▸ Instructions to follow: Quote verbatim every line of the records from the line containing "Annotation guideline. For every instance of the smartphone, the" up to and including the last line of the records, and reproduce nothing else.

▬▬▬▬▬▬▬▬▬▬

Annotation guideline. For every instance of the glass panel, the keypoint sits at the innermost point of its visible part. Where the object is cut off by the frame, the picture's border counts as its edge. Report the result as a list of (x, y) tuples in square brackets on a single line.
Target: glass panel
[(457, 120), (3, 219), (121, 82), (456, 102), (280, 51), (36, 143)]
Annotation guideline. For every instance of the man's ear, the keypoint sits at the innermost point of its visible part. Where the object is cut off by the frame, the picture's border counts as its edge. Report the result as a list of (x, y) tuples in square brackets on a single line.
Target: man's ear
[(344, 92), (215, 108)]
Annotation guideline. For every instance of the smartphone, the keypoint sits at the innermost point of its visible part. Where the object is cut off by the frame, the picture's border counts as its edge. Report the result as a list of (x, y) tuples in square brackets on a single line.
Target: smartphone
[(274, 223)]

▬▬▬▬▬▬▬▬▬▬

▸ Solution to this problem:
Annotation guideline. For every instance of the smartphone, the keypoint sits at the innermost point of its visible part. Where the object is cut off by the frame, the picture's border counts as its edge. Report the result as a list of (x, y) tuples in square brackets on a single line.
Target: smartphone
[(274, 223)]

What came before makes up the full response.